═════ EXCERPTED RECORDS

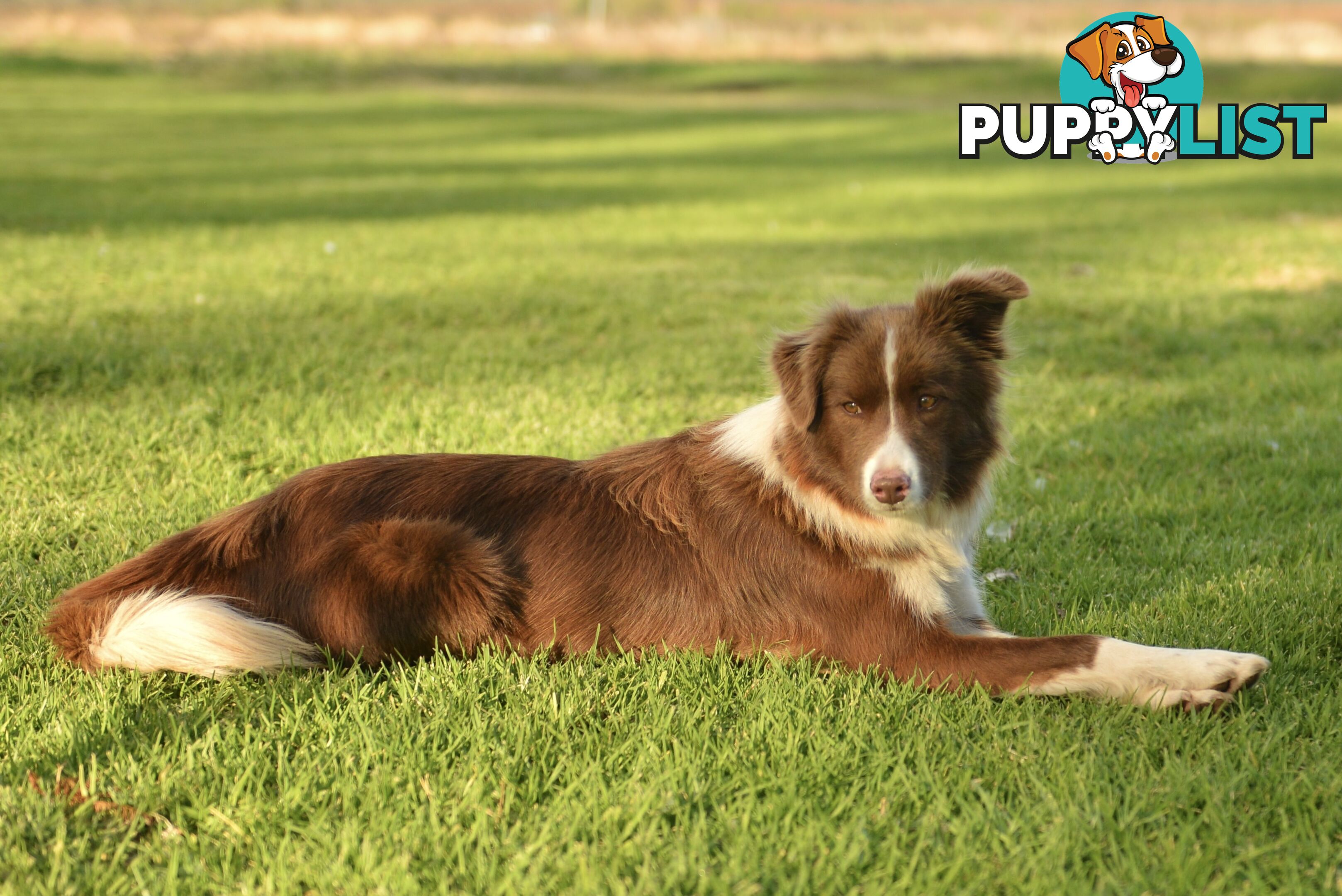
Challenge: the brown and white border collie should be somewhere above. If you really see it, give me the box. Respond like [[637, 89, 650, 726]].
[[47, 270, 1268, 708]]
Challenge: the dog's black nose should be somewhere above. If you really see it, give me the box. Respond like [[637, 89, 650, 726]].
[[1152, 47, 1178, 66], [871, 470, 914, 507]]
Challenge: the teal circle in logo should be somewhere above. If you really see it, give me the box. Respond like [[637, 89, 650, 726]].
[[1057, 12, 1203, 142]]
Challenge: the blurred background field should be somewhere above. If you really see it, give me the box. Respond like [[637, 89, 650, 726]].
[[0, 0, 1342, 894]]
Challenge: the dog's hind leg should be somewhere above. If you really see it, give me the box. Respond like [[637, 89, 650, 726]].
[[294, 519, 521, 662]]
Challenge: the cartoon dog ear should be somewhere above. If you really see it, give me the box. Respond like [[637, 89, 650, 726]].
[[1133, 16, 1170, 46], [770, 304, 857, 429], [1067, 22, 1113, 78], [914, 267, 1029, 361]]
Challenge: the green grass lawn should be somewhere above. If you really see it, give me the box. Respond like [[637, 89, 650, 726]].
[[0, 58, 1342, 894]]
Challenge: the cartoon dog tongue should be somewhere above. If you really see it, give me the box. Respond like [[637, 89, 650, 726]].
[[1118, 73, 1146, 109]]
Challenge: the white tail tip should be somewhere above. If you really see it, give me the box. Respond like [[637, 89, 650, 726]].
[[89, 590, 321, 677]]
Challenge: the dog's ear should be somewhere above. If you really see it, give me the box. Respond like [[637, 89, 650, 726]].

══════════

- WHAT YOU WILL DO -
Rewrite every line of the listing above as a JSON list of strings, with one string per line and no blank lines. Leave the pictures out of your answer.

- WRITTEN ANSWER -
[
  "Challenge: the brown and white border collie should be somewhere above. If you really see it, give me the box. Respond like [[637, 89, 650, 726]].",
  "[[47, 270, 1268, 708]]",
  "Challenge: the dog's black nose should be somewhere above. If you really see it, give me the box. Respond like [[637, 89, 650, 726]].",
  "[[1152, 47, 1178, 66], [871, 470, 914, 507]]",
  "Challenge: the teal circle in logo should be somewhere above. If you really see it, give me the box. Respond like [[637, 89, 650, 726]].",
  "[[1057, 12, 1203, 142]]",
  "Challenge: the blurred background field should be somewhere above. If you really see it, give me the box. Respond like [[637, 89, 650, 726]].",
  "[[0, 0, 1342, 894]]",
  "Challenge: the dog's hind leg should be somewhere above. If you really see it, give me the box. Respond like [[637, 89, 650, 726]].",
  "[[294, 519, 521, 662]]",
  "Challenge: the cartoon dog ear should be somewhere above. If you really see it, give me the box. Respond like [[637, 89, 650, 726]].",
  "[[1133, 16, 1170, 46], [770, 304, 857, 429], [1067, 22, 1113, 78], [914, 267, 1029, 361]]",
  "Challenge: the green grass lawn should be somewhere above. If you really see it, give me the box. Respond like [[637, 89, 650, 726]].",
  "[[0, 58, 1342, 894]]",
  "Challenge: the cartoon dog tongue should be somewhere above. If you really see it, give me the box. Respond like [[637, 89, 650, 726]].",
  "[[1118, 73, 1146, 109]]",
  "Challenge: the white tail tip should be somewhere above. If you really see it, give me the box. Respond like [[637, 89, 650, 726]].",
  "[[89, 590, 321, 677]]",
  "Challenge: the dog's ear should be somewhere above. If you really see it, give me the box. Respond like [[637, 89, 650, 726]]."
]